▶ [QUOTED TEXT]
Spot market sales are generally of thirty days duration with prices negotiated monthly at levels which represent current market conditions. Such sales may be at the well or may be off-lease, at a point downstream on a gatherer's or transporter's line and may represent gas produced from numerous wells. Dedication of specific wells or reserves will usually be absent. Delivery requirements will vary from firm, fixed quantities to best efforts or interruptible. Gas may be sold under master contracts having a term of a year or more but which require the producer and the purchaser to agree monthly on the volumes to be taken and the prices for those volumes. While in the form of a term contract, these sales contracts are in reality no more than spot sales since thirty days is the limit of each party's obligation.

[2] Term Contracts

Most longer term contracts today fall in the category of those requiring the sale of a specified quantity of gas, usually on a

[Page 2-4]

daily but sometimes a monthly basis, for a term which may extend from one to five years. Purchasers typically are LDC's and end-users. Three identifiable types will be examined.

▶ [PROBLEM STATEMENT]
In the text on gas sales contracts, copy out everything from "Spot market sales" down to "each party's obligation.", swapping "thirty days" for "thirty-one days". Work only from the text on gas sales contracts.

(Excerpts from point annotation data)
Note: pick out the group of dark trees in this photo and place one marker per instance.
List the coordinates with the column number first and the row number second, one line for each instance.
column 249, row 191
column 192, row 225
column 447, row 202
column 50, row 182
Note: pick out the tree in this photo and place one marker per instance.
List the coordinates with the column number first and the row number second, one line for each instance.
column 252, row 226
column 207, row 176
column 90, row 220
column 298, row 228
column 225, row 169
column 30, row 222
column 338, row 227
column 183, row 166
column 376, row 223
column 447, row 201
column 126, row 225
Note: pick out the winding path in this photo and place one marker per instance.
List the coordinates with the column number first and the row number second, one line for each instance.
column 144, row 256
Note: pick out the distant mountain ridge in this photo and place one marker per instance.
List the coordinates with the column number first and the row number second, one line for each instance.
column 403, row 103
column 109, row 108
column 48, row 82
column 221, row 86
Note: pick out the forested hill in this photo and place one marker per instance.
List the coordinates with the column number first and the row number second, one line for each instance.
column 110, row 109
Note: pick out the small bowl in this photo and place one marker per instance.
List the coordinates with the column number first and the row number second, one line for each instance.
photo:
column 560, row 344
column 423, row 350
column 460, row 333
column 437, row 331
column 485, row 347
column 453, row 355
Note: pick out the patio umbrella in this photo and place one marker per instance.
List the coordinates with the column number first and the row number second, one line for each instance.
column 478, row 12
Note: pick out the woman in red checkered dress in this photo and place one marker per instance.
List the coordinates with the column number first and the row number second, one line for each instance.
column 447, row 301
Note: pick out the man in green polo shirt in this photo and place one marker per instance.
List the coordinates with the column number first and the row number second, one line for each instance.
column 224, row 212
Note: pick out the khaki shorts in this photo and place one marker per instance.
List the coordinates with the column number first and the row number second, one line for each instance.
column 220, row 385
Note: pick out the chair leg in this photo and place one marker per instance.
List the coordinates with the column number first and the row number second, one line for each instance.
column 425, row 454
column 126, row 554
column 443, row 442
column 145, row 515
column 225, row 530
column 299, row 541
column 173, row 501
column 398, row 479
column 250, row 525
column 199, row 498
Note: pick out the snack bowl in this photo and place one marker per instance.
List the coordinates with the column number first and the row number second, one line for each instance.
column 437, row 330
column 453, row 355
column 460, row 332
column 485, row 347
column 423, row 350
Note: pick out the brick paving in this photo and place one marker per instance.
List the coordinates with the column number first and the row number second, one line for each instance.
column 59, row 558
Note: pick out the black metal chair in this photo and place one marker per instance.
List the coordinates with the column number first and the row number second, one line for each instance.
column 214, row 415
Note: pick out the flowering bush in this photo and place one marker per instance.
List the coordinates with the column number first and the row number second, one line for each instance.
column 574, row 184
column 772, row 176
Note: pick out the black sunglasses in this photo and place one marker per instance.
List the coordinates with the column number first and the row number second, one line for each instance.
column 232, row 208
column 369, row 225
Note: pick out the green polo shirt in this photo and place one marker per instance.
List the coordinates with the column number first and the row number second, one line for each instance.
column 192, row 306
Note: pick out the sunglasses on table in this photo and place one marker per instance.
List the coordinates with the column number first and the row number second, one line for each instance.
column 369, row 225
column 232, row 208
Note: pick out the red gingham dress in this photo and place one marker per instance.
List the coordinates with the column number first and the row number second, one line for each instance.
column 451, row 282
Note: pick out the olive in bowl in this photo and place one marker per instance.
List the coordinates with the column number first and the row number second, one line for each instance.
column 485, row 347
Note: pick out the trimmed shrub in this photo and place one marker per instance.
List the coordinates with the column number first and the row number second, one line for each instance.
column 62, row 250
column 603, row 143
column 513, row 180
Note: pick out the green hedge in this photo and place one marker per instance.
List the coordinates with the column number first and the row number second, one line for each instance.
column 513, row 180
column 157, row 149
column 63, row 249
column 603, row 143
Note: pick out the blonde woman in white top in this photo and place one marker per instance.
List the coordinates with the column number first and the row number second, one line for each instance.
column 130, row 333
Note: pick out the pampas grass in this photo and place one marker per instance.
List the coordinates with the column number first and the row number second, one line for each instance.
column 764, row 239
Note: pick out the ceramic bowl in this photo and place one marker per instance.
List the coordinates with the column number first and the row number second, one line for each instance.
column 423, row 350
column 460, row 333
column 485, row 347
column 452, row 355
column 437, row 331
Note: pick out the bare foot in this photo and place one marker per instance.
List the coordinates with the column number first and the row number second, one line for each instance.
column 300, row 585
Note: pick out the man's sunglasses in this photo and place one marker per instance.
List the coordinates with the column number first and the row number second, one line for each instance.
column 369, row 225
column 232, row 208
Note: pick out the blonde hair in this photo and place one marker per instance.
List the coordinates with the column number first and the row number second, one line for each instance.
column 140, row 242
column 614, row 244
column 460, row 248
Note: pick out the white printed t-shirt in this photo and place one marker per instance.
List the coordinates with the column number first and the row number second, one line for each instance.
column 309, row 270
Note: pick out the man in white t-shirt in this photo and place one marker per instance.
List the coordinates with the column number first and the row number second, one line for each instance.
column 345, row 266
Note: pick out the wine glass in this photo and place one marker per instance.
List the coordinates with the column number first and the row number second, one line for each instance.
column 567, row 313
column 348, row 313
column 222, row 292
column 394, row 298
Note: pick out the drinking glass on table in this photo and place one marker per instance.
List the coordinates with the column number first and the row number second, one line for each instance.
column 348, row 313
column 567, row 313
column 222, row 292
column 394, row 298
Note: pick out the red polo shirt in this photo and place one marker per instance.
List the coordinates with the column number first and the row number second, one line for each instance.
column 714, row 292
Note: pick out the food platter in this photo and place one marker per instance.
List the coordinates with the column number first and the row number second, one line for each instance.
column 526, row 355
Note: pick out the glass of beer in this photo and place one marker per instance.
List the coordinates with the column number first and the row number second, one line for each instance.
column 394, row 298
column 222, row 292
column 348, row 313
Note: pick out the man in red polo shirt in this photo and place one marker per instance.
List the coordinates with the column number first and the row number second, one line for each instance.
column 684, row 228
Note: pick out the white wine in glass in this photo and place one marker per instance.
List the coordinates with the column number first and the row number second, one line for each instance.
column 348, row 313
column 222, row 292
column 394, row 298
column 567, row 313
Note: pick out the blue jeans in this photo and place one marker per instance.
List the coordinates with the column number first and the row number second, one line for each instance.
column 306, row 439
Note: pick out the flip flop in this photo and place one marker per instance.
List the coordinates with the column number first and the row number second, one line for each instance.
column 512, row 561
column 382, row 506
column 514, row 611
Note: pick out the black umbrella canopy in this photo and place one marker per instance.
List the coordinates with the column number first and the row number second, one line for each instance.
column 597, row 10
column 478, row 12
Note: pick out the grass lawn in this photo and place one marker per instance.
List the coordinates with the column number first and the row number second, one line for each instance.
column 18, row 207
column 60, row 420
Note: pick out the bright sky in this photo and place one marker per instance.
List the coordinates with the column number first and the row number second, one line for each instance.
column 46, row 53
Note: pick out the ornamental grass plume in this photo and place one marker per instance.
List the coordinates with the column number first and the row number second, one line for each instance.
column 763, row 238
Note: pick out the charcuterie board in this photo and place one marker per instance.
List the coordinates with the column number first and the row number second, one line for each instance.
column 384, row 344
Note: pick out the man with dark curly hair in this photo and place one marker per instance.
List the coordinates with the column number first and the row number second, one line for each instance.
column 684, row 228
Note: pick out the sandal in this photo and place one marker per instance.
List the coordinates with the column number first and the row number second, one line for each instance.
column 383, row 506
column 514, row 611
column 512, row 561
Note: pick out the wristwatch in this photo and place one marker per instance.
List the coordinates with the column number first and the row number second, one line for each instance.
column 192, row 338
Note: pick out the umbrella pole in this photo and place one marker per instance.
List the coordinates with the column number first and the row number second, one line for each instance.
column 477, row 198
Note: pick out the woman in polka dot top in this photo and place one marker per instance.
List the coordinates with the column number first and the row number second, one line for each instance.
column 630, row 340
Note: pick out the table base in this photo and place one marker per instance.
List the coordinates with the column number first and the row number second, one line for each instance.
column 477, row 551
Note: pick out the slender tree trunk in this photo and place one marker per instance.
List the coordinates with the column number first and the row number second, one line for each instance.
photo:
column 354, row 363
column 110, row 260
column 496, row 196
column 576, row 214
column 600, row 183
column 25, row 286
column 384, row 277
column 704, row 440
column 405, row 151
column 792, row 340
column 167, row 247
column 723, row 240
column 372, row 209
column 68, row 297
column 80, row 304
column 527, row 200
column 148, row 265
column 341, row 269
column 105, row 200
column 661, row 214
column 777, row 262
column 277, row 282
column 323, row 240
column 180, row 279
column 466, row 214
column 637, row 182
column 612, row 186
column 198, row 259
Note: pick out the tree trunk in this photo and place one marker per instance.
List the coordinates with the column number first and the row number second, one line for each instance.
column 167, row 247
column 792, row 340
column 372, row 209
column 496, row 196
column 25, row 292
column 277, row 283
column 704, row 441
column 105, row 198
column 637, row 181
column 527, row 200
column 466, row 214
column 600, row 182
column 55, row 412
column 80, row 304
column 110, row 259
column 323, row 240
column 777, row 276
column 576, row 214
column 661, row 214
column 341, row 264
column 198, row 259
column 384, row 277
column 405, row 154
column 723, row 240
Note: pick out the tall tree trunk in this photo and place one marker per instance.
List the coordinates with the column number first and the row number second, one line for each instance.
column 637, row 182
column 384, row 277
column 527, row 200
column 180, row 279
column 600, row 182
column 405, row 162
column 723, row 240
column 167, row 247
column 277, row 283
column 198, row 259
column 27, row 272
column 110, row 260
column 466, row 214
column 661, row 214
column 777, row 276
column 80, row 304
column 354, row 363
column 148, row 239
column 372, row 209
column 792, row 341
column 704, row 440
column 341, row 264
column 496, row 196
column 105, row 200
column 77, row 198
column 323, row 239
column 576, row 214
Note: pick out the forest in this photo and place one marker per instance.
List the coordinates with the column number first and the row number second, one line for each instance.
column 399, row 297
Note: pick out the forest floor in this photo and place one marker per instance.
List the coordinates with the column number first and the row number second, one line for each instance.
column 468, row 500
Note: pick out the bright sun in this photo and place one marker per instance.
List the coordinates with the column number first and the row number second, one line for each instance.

▶ [CORRECT ANSWER]
Spot market sales are generally of thirty-one days duration with prices negotiated monthly at levels which represent current market conditions. Such sales may be at the well or may be off-lease, at a point downstream on a gatherer's or transporter's line and may represent gas produced from numerous wells. Dedication of specific wells or reserves will usually be absent. Delivery requirements will vary from firm, fixed quantities to best efforts or interruptible. Gas may be sold under master contracts having a term of a year or more but which require the producer and the purchaser to agree monthly on the volumes to be taken and the prices for those volumes. While in the form of a term contract, these sales contracts are in reality no more than spot sales since thirty-one days is the limit of each party's obligation.